(Beginning of Records provided)

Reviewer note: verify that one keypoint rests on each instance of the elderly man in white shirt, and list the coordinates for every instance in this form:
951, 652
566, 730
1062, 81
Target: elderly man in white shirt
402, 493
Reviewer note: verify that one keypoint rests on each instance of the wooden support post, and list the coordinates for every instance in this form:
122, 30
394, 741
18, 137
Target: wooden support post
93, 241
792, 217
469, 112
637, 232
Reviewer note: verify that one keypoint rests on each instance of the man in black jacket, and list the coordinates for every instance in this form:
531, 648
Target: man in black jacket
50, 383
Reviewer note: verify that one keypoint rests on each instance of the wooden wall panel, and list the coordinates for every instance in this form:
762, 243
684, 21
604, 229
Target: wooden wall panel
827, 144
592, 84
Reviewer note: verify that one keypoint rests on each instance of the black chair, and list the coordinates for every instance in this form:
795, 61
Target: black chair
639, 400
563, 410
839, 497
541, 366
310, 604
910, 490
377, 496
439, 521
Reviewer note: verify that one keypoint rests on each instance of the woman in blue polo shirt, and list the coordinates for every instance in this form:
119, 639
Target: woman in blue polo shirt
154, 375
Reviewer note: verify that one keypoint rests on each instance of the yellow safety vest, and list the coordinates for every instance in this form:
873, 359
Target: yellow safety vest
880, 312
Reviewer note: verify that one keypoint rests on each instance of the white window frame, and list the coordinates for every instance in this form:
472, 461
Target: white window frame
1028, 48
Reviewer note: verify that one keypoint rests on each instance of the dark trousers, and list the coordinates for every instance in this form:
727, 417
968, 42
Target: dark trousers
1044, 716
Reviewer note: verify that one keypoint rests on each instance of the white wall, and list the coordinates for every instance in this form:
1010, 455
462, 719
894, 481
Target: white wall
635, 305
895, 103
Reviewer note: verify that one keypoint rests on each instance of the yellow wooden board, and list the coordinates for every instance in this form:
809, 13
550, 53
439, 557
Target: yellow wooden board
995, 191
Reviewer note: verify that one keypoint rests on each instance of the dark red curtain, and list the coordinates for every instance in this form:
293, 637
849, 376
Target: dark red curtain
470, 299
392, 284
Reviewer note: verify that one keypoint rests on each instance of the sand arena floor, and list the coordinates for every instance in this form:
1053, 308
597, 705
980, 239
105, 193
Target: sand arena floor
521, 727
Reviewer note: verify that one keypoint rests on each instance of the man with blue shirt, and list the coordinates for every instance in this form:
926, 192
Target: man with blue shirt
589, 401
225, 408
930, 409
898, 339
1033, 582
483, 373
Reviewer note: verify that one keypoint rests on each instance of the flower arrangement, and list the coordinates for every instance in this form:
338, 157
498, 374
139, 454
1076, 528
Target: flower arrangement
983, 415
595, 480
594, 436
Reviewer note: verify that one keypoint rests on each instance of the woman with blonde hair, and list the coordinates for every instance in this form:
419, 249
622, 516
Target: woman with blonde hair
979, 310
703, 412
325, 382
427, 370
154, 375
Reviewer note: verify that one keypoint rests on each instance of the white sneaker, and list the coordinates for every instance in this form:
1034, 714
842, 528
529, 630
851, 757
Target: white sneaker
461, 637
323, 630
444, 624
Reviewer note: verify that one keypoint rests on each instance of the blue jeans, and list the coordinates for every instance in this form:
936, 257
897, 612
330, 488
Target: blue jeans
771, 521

(End of Records provided)

_Activity_
An exact copy of all the records is the expected answer.

_Reply to the exercise_
Reviewer note: verify that one keypoint rests on each instance of the elderly man in white shirt, and list the coordinates for every instance in this form:
951, 652
566, 730
1062, 81
Target: elderly man in white shirt
402, 493
Reviewer note: verify that one keypoint rests on each instance of the wooden support post, and list the coordinates for every instance in this form:
122, 30
394, 741
18, 137
Target: wooden support post
93, 241
792, 217
469, 112
637, 232
Reviewer note: verify that one keypoint rests on each instance of the man in black jacket, and list the coordinates for every instance in this form:
531, 648
Target: man in black jacket
50, 383
Reviewer note: verify that one keypoint rests on each instance of the wooden wall panel, and list the coordinates for every instance in this form:
762, 243
684, 21
604, 229
Target: wooden wall panel
827, 144
592, 84
Reviewer note: verify that one keypoint rests on each instance of the black chair, and list the coordinates for every instance in this form:
795, 61
Target: black chair
639, 400
563, 410
839, 497
541, 366
310, 604
910, 490
377, 496
439, 521
Reviewer note: verify that one keypoint rests on each instance of the woman in blue polo shirt, and list the coordinates for every instance in this form:
119, 639
Target: woman in blue polo shirt
154, 375
Reviewer note: verify that one keypoint rests on each instance of the yellow safety vest, and list the coordinates for every instance in this form:
873, 359
Target: yellow safety vest
880, 312
Reviewer note: verify that one keypoint rests on each instance of the white window frame, and list the coordinates for every instance in this form:
472, 461
Target: white window frame
1028, 48
Reviewer note: verify that one keypoint rests on each instance of the dark trousers, and list the coordinates for every instance in this form:
727, 417
968, 42
Target: dark trousers
1044, 716
Reviewer note: verify that one keypoint rests on each instance of the white wall, and list the coordinates for every instance in this form:
1010, 455
462, 719
894, 481
Target: white wall
635, 305
895, 103
Reviewer note: verify that one keypoint rests on each instance of the yellow wooden board, and list the coordinates for every instance in this form:
809, 13
550, 53
439, 557
Target: yellow wooden board
995, 191
Reviewer note: verify that one keypoint rests on each instance of the dark red curtain, and list the coordinates for every instance in this form:
293, 637
849, 376
Target: dark red curtain
470, 299
392, 284
Reviewer note: verify that one keypoint rests on each instance of the sand arena floor, and list the coordinates for every instance in this form:
1053, 308
597, 705
980, 239
105, 193
Target: sand arena floor
521, 727
Reviewer note: verify that one keypoint rests on each instance of the man with blue shirt, and list the coordinates for every instance in this form:
926, 192
Target: man with blue shirt
589, 401
225, 408
930, 409
898, 339
1033, 582
483, 373
Reviewer note: verify that one keypoint rests on each instance of the flower arrangement, and list the coordinates for every instance in this form:
338, 157
498, 374
139, 454
1076, 528
Target: flower arrangement
983, 415
595, 480
594, 436
Reviewer note: verify that one keypoint rests on each instance of the woman with blonde hair, and list the coordinates for every instance in this form:
419, 249
622, 516
Target: woman with blonde hair
979, 310
703, 412
325, 382
427, 370
154, 375
Reviewer note: verify that one keypoint rests on each instance of the white sneaker, and list the coordinates for every instance in this form:
1034, 714
842, 528
529, 630
851, 757
Target: white sneaker
461, 637
323, 630
444, 624
Reviewer note: verify that one keypoint rests on each instance of the blue jeans, and list the coordinates for every instance in this form:
936, 257
897, 612
330, 488
Target: blue jeans
771, 521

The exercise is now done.